## FRAGMENTO
#####

Como la multiplicación de los panes y los peces, pero sin milagros, los festivales musicales veraniegos, macros o pequeños, vienen prodigándose en los últimos años en nuestra Comunitat como uno de los reclamos turísticos tanto para gente joven —que puede ser un futuro poso clientelar— como para gente no tan joven. Sin duda, la gran afluencia de personas en cada edición celebrada venidas de aquí y acullá, máxime después de la pandemia, son una importante fuente de ingresos para la economía de los ayuntamientos convocantes y receptores, como bueno es el ocio puro y duro, así como el intercambio de culturas durante unos días.

Sabedor de todas estas circunstancias, ese lince del turismo que es nuestro secretario autonómico, Francesc Colomer —pionero y criticado en 1995, siendo alcalde de Benicàssim, por haber iniciado el FIB—, desde que se hizo cargo de Turisme Comunitat Valeciana ha sido un impulsor de los festivales musicales, reconociéndolos como uno de los recursos de interés turístico, recogido en Ley 15/2018, de 7 de junio, de Turismo, Ocio y Hospitalidad de la Comunitat Valenciana e incardinando al propio tiempo en la ley, en su artículo 19, apartado e) las sensibilidades hacia las personas con discapacidad con la obligación, por parte de las empresas de servicios turísticos, «de cumplir con la accesibilidad y adaptación de los servicios a las personas con discapacidad, según lo dispuesto en la legislación vigente».

#####

[Registros de datos guardados]
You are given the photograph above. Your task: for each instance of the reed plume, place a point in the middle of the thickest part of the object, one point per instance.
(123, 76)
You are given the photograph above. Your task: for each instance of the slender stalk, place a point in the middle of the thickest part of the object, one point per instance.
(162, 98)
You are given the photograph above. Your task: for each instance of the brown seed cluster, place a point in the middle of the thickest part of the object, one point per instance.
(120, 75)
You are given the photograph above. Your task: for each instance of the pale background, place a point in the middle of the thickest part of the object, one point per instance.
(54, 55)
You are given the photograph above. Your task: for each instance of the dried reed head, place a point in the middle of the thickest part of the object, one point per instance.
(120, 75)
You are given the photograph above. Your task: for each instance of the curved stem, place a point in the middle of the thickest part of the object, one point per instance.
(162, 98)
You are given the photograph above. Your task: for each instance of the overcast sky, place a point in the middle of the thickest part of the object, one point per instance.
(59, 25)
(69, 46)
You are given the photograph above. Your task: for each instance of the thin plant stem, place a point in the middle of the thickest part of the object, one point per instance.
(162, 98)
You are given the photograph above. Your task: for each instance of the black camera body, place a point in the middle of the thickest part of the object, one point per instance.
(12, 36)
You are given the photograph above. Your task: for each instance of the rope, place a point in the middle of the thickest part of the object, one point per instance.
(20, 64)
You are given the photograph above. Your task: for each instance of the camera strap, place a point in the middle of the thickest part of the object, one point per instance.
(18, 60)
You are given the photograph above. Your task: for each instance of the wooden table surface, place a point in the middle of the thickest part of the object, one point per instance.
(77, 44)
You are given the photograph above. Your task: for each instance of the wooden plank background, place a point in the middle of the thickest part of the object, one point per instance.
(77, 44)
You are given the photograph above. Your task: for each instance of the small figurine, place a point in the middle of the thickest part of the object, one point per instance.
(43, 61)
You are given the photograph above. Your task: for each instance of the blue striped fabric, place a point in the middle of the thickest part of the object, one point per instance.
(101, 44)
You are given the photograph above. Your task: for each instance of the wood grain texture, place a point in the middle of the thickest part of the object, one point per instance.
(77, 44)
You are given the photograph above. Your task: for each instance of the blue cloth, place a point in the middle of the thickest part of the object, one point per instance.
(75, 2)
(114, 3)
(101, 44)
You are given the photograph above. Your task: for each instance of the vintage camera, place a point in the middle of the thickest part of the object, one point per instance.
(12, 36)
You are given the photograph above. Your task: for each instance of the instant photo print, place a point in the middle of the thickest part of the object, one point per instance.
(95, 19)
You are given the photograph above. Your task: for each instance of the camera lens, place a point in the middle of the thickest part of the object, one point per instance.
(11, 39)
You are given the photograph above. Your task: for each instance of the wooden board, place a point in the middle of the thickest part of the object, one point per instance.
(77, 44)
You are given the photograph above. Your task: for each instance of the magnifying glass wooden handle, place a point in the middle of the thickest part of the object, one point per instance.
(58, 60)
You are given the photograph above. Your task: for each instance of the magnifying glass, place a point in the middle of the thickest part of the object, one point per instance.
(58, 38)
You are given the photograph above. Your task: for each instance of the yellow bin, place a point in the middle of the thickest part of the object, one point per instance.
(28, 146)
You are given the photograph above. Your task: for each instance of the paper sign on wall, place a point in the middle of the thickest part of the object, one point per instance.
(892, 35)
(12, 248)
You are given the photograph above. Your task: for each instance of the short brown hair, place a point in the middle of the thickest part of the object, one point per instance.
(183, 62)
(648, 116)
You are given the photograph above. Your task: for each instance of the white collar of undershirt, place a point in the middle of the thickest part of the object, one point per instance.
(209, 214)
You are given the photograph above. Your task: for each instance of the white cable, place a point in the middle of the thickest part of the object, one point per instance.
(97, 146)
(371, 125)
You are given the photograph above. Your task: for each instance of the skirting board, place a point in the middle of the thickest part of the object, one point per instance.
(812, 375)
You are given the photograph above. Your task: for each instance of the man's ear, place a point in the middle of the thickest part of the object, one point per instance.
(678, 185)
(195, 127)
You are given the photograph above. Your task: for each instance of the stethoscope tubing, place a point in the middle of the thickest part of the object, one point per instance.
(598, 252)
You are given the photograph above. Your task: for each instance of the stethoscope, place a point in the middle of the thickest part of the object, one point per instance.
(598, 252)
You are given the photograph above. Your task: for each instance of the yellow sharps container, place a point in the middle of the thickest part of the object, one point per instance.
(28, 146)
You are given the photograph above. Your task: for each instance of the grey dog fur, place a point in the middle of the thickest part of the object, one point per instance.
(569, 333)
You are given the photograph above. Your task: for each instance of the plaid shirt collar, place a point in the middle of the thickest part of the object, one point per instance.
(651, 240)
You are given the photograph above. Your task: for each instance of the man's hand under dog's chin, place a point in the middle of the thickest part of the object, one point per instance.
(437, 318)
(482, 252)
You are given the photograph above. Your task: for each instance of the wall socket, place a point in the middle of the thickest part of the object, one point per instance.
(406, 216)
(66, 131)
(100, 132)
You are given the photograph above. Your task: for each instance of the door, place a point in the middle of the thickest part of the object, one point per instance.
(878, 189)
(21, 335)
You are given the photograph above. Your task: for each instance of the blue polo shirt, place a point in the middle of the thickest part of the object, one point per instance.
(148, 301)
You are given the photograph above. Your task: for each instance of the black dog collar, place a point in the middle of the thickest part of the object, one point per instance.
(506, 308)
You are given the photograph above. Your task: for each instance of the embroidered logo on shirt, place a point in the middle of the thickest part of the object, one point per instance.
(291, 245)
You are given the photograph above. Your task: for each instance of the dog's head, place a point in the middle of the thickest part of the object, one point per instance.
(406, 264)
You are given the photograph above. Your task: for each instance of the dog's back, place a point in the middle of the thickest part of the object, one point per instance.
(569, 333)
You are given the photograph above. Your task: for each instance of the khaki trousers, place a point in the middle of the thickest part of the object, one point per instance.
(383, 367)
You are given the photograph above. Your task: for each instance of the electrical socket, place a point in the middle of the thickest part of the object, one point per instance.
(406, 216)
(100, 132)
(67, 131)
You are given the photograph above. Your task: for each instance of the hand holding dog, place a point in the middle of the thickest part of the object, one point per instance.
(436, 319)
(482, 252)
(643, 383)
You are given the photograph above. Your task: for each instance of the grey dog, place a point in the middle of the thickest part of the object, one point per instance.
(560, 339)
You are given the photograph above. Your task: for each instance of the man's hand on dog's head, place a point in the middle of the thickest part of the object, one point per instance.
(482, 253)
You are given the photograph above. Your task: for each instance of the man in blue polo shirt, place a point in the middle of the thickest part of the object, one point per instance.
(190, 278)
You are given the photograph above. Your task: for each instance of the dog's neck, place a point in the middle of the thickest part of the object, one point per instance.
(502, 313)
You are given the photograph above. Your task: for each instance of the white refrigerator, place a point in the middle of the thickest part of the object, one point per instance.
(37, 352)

#####

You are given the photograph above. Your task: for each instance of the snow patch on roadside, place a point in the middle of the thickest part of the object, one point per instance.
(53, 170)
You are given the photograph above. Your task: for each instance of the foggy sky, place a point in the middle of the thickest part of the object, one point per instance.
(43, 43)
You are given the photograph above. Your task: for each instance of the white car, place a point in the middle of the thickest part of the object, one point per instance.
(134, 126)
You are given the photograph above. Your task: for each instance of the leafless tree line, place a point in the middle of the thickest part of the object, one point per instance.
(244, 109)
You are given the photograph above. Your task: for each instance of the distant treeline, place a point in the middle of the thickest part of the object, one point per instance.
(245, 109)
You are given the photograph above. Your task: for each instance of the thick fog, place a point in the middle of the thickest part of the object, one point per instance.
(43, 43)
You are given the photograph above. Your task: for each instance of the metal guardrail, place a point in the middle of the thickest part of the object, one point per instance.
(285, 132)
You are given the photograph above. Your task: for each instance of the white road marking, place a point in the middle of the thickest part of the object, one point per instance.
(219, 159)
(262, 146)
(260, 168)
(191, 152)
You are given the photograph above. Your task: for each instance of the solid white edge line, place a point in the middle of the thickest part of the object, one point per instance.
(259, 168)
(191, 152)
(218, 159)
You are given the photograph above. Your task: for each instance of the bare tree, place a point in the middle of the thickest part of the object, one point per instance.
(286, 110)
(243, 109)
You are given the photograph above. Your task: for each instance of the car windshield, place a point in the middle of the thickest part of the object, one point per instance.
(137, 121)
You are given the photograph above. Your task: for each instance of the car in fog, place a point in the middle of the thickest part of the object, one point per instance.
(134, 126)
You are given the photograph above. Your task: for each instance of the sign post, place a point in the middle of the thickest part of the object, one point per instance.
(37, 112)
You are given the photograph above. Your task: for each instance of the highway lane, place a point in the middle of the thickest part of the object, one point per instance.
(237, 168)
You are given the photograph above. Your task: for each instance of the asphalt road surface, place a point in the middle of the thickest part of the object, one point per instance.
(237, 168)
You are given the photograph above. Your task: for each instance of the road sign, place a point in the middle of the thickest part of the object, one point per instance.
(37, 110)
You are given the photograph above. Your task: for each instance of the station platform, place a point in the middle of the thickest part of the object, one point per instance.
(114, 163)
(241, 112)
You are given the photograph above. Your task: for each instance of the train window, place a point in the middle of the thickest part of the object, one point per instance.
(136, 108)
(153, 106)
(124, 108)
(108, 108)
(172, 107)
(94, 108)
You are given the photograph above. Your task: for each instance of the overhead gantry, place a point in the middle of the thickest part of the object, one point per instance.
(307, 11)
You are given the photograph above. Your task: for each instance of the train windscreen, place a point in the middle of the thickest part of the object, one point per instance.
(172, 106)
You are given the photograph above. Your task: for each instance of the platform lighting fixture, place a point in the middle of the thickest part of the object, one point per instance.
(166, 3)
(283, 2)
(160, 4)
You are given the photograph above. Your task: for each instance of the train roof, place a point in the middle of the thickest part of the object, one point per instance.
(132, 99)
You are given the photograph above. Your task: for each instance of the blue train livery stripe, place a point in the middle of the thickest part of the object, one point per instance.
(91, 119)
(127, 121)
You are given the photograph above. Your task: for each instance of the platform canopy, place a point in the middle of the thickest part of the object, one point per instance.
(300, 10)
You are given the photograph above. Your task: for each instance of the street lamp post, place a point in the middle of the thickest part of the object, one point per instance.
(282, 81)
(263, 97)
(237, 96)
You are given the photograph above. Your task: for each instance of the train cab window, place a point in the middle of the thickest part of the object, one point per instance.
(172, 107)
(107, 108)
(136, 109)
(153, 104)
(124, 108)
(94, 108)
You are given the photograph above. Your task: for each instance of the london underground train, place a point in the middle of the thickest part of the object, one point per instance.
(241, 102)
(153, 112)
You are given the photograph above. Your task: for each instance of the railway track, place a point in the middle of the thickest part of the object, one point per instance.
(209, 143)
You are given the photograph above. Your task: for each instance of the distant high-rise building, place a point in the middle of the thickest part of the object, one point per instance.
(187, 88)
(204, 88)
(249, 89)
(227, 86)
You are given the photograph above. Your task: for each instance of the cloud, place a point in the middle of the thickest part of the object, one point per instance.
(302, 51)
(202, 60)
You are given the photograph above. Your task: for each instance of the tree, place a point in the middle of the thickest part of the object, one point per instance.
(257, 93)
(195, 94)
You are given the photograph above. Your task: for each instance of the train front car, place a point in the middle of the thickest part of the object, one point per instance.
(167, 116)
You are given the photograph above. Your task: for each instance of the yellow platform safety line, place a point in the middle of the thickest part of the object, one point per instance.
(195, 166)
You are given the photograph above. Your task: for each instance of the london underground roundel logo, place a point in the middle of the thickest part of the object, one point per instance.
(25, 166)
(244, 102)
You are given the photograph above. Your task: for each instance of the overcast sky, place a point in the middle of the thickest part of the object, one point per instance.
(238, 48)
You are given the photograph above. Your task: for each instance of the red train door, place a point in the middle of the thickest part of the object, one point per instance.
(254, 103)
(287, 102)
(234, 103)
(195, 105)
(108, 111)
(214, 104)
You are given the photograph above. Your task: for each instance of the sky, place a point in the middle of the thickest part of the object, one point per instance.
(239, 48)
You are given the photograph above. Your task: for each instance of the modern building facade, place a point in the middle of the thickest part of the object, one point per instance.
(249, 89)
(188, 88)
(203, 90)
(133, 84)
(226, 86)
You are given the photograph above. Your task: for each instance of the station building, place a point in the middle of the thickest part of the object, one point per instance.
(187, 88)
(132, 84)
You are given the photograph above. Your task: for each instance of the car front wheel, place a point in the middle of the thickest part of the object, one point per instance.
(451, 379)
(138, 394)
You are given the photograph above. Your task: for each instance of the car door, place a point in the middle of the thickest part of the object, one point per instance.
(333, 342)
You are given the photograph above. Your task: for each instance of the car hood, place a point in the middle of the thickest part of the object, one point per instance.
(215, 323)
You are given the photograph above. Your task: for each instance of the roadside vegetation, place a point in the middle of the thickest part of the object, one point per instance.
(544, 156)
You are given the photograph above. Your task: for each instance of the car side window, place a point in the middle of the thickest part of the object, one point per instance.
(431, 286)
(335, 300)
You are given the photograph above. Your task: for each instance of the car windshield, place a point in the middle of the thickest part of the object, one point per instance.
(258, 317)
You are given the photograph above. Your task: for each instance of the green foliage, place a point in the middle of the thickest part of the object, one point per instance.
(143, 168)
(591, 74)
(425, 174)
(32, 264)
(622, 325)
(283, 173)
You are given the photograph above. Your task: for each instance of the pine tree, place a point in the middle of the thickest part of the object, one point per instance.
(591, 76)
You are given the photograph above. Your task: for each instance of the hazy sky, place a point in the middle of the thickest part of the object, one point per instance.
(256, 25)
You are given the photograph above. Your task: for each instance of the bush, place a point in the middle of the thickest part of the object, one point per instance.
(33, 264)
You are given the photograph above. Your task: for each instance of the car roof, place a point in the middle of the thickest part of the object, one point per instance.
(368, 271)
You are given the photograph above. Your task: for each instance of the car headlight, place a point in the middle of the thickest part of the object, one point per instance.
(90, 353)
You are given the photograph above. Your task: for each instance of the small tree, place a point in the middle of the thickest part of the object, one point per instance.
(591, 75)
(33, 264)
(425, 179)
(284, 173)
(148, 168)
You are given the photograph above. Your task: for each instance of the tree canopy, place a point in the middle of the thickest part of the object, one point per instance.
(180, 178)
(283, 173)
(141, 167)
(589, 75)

#####

## LO QUE HARÁS
A - Resume en forma de lista el párrafo del fragmento que empieza con «Como la multiplicación de los panes», conservando sus datos principales.
B - Según el fragmento, ¿en qué año inició Francesc Colomer el FIB, cuando era alcalde de Benicàssim?
C - Repite sin cambios el texto del fragmento desde «Como la multiplicación» hasta «durante unos días.», incluidas ambas partes.

## RESULTADOS
A -
- En los últimos años se han multiplicado en la Comunitat los festivales musicales de verano, grandes o pequeños.
- Son un reclamo turístico tanto para gente joven, posible futura clientela, como para gente no tan joven.
- Cada edición atrae a mucha gente de todas partes, sobre todo después de la pandemia.
- Suponen una fuente importante de ingresos para los ayuntamientos que los convocan y acogen.
- Además, aportan ocio e intercambio de culturas durante unos días.

B - En 1995.

C -
Como la multiplicación de los panes y los peces, pero sin milagros, los festivales musicales veraniegos, macros o pequeños, vienen prodigándose en los últimos años en nuestra Comunitat como uno de los reclamos turísticos tanto para gente joven —que puede ser un futuro poso clientelar— como para gente no tan joven. Sin duda, la gran afluencia de personas en cada edición celebrada venidas de aquí y acullá, máxime después de la pandemia, son una importante fuente de ingresos para la economía de los ayuntamientos convocantes y receptores, como bueno es el ocio puro y duro, así como el intercambio de culturas durante unos días.